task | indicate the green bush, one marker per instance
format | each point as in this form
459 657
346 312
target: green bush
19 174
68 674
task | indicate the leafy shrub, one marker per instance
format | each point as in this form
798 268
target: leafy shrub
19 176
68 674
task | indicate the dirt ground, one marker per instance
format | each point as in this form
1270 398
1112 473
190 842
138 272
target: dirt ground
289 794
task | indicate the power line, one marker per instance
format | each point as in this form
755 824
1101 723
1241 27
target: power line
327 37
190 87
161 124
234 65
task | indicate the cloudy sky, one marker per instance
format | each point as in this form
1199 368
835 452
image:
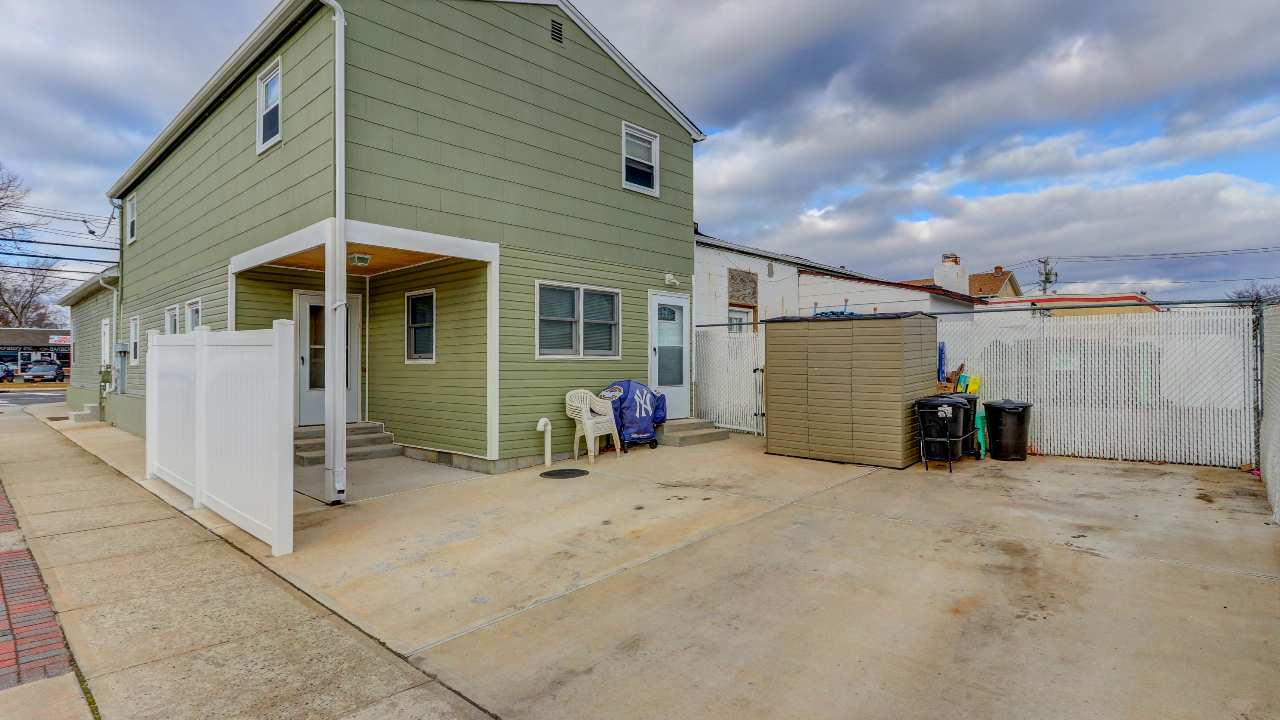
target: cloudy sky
868 133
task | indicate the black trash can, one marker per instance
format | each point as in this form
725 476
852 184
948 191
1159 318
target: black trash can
941 419
1008 423
970 417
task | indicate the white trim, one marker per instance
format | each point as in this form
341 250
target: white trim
131 219
105 340
135 340
176 313
365 233
273 69
186 314
492 360
435 299
653 139
579 320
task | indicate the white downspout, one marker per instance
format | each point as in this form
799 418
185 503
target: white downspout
336 281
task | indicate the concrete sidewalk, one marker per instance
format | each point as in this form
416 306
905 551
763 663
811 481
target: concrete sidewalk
168 620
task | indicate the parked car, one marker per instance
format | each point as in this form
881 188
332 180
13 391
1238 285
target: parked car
45 370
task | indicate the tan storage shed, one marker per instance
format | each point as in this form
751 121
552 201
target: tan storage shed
844 388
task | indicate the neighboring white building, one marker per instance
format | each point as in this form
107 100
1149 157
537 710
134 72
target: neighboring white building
739 283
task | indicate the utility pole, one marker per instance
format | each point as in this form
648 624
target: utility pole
1047 276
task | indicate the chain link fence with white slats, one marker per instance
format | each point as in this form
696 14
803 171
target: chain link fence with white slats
1170 387
731 377
1269 434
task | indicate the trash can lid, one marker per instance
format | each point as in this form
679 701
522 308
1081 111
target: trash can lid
1008 405
940 400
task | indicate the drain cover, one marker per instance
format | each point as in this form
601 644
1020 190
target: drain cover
565 473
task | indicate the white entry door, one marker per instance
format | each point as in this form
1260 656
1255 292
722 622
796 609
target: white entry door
668 356
309 318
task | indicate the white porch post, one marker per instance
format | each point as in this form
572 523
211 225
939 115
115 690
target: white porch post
336 285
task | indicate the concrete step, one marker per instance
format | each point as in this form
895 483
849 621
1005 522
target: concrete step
693 437
682 425
352 429
365 452
352 441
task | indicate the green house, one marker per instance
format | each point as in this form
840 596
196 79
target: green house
512 203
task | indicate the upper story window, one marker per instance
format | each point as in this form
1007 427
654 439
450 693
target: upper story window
639 159
131 219
420 327
269 106
577 322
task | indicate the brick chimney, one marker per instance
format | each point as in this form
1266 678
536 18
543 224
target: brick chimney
951 274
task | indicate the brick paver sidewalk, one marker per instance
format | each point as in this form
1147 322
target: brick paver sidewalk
32 646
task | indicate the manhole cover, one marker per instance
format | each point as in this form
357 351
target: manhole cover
565 473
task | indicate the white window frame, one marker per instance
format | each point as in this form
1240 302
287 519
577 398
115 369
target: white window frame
435 336
650 136
135 338
273 69
172 319
187 309
577 320
131 219
105 331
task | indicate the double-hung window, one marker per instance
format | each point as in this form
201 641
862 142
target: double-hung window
639 159
192 315
577 322
133 340
269 119
131 219
420 327
170 320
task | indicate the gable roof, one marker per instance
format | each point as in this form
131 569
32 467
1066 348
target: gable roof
810 268
279 21
981 285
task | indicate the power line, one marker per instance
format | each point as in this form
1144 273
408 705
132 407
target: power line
56 258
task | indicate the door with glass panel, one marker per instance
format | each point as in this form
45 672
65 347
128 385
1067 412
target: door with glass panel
309 320
668 355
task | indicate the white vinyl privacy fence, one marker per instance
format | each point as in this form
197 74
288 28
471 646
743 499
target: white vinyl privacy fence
1173 387
730 374
1269 434
220 424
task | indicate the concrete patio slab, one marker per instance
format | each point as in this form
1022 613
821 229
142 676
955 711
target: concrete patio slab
379 477
1212 516
87 546
127 577
420 566
315 670
810 613
164 624
91 518
51 698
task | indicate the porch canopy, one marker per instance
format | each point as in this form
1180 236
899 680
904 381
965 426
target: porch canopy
370 250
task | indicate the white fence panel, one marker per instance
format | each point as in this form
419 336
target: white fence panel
172 414
1170 387
1269 437
233 415
731 378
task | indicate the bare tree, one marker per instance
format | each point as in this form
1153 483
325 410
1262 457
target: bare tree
27 285
1255 292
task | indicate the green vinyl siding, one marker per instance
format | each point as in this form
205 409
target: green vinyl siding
87 335
440 405
213 196
464 121
531 388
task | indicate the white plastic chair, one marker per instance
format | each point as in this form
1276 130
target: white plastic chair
594 419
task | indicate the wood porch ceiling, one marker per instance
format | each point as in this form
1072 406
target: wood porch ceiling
383 259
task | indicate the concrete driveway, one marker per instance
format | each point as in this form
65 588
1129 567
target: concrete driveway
718 582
· · ·
**PROBLEM TO WORK ON**
Copy the stretch of the records above that runs from the line with "target: porch canopy" through the line with "task | indicate the concrete driveway, one". Both end lines belong in the copy, and nothing else does.

**RESPONSE TO THIS EXERCISE**
target: porch canopy
370 250
task | indicate the white fence panel, one marker per instance
format | each point as in this form
419 336
target: white fence panel
172 414
1170 387
1269 437
233 415
731 378
task | indicate the bare tree, one marker per instance
format | each point as in this form
1153 483
325 410
1262 457
target: bare tree
27 285
1255 292
task | indicate the green vinyl siding, one marker per instance
format | each point as in this form
205 409
target: green vinyl siding
87 335
440 405
213 196
464 121
531 388
task | indicate the white plastic chair, one marker per instance
format | each point as in this form
1276 130
target: white plastic chair
594 419
task | indicate the wood porch ceiling, one marker per instance
format | each point as in this form
1072 406
target: wood porch ceiling
383 259
task | indicate the concrete driveway, one marker per instance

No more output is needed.